-- START OF SUPPLIED ENTRIES --
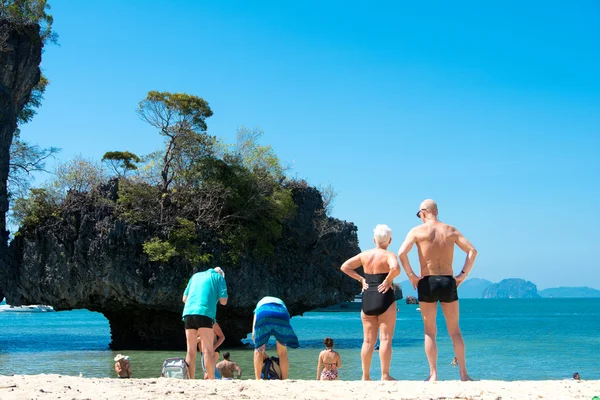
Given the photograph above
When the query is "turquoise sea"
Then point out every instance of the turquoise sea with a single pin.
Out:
(506, 339)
-- END OF SUPPLIED ENTRIES --
GOAL:
Reproduce the listing, replacing "photograph" with "image" and keeping everything else unchanged. Omit the pictures from your answer.

EXERCISE RESPONSE:
Given the image above
When the query is "turquoise sea"
Then point out every instance of the turquoise sea with a single pin.
Out:
(506, 339)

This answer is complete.